ASSIGNED TASK: Your task is to show every line in the listing below that includes "this".

RECORDS TO USE Start Marker

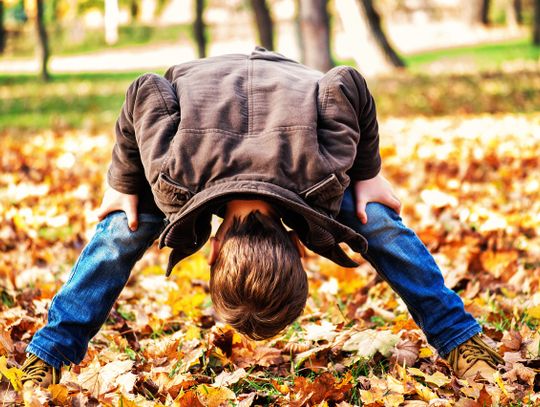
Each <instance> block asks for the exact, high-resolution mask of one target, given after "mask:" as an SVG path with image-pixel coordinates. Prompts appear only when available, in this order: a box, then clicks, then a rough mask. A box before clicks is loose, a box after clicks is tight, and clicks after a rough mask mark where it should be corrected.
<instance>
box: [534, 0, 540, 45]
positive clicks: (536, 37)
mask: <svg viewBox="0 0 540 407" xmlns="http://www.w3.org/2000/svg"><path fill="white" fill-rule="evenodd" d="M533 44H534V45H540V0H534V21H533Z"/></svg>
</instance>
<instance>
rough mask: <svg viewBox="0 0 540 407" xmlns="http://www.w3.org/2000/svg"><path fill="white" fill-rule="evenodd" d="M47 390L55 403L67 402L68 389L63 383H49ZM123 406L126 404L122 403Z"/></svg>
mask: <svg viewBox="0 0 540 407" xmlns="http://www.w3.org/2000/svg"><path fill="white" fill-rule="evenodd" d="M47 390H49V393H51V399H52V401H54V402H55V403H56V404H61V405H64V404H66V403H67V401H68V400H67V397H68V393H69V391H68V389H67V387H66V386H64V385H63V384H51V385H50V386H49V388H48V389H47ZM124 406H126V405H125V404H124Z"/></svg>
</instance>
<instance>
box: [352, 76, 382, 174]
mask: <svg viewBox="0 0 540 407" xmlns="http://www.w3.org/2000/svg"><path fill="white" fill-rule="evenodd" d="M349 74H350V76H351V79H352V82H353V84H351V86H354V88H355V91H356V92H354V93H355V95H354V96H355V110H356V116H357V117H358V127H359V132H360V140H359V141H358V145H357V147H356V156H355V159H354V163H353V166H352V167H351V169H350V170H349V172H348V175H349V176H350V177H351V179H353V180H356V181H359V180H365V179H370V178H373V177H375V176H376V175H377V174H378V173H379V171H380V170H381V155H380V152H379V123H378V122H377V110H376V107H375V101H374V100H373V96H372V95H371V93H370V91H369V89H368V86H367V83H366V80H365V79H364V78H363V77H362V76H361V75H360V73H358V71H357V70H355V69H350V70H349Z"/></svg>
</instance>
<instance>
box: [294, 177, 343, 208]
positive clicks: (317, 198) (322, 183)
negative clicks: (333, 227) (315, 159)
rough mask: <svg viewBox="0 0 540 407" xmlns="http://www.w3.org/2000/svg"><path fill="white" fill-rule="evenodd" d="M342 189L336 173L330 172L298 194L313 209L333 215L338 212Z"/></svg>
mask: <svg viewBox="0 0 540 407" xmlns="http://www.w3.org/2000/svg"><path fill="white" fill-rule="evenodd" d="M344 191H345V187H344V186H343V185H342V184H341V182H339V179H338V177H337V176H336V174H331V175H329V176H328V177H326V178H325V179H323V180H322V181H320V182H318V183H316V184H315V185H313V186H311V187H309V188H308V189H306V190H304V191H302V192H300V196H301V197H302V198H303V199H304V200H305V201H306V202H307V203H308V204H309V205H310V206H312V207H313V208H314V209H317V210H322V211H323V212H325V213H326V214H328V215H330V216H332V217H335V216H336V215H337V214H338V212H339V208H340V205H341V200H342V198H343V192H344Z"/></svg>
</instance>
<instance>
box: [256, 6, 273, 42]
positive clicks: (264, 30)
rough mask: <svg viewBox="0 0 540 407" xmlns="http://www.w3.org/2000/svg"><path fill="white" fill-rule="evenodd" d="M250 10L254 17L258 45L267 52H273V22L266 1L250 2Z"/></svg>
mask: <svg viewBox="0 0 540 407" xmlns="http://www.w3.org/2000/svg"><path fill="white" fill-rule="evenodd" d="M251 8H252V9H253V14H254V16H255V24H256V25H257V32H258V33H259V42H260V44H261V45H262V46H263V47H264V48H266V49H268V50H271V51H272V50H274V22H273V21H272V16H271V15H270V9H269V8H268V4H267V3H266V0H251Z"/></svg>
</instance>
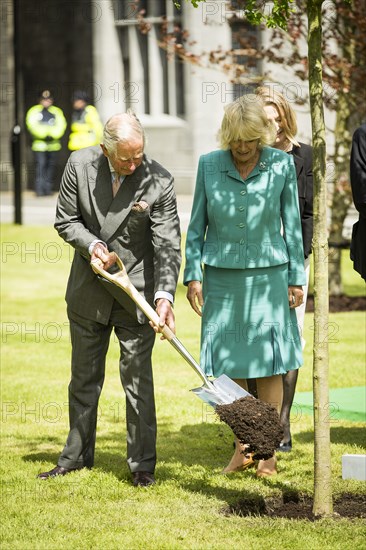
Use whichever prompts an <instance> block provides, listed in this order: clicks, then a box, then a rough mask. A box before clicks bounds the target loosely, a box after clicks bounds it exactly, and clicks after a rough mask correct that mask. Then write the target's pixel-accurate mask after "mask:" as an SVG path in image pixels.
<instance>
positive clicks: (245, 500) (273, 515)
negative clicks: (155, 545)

RECORDS TO USE End Marker

ANSWER TO THE PROBLEM:
Each <instance> block asks for the exact, high-resolution mask of one target, given after "mask:" as an SVG path with image-pixel coordinates. Prompts appear only when available, in this order: a box, then clicks, then a rough mask. A box before clicks is loose, a box after clicks is tight, and clicks after a rough mask mark where it should be corrected.
Use whichever prompts an <instance> block provides, listed in this order: clicks, then a box, then a rough mask. A box before clicks bounds the target loosely, a box after clicks bounds it exactly, and clicks after a rough mask correct that mask. Then write the target's pixel-accurate mask after "mask:" as an SVG path in image pixels.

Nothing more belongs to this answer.